Filter the lines below, copying only those with the string "bare".
____
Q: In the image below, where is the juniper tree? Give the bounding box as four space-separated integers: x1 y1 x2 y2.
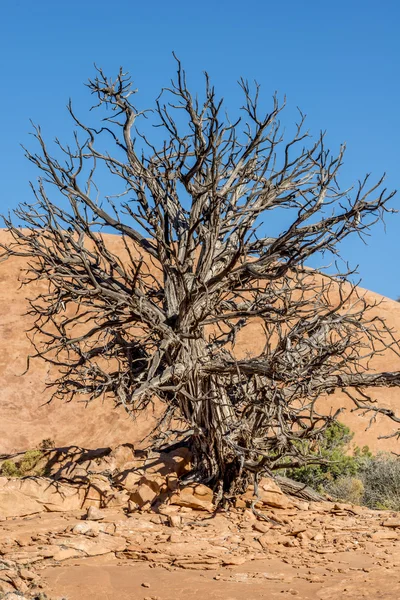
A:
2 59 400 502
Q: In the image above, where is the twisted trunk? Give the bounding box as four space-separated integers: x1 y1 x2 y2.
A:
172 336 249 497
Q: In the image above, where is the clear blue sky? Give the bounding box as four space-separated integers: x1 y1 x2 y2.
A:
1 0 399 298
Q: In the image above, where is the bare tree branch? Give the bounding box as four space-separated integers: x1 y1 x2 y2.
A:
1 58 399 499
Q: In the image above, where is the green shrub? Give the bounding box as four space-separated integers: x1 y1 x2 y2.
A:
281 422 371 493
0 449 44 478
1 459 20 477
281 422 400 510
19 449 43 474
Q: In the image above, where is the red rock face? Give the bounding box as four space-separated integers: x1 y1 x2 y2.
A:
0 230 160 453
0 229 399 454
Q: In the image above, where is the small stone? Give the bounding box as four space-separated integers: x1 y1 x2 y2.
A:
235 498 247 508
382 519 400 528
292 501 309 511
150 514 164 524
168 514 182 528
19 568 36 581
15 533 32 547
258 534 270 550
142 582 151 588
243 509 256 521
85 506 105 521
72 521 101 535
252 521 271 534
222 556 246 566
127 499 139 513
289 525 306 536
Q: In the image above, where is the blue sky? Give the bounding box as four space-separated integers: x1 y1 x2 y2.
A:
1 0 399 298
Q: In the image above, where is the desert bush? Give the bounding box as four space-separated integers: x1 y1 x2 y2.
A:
____
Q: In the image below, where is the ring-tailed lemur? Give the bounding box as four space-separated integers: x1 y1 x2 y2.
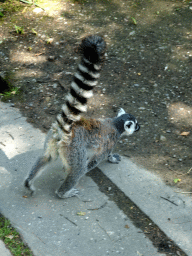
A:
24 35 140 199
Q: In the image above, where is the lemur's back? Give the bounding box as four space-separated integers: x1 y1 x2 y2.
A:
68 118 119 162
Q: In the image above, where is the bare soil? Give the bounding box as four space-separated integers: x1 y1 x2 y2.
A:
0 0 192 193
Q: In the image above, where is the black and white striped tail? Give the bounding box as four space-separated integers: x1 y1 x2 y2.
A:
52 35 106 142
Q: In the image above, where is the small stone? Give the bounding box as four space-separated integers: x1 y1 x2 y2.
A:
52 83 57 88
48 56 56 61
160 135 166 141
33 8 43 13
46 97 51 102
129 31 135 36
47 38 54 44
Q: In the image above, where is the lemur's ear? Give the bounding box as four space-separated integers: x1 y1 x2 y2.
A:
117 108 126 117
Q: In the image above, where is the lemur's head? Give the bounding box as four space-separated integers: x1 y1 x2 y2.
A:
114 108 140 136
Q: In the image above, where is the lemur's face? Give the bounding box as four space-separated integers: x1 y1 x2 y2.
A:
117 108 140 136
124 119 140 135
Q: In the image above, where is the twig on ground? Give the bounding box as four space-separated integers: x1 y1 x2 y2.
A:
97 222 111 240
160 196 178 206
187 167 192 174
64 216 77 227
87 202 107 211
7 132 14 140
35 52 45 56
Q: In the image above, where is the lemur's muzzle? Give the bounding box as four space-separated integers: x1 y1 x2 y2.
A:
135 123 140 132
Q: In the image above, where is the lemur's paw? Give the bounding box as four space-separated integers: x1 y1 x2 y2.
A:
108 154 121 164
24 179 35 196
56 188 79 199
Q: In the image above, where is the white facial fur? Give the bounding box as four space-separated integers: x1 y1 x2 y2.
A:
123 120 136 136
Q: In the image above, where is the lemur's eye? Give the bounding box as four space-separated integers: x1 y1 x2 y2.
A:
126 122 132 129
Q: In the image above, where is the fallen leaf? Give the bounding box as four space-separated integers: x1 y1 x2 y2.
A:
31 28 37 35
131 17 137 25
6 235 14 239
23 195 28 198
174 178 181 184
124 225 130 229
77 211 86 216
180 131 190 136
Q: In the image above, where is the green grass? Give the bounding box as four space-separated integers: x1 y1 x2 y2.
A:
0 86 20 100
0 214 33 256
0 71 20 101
____
EXERCISE RESPONSE —
Q: In the image above, where is the bare tree branch? Give the bounding box as four space-separated integers: x1 y1 x2 y2.
Q: In the image above, where is the bare soil? Give the bounding box as four space-separated integers: x1 y1 x2 y2.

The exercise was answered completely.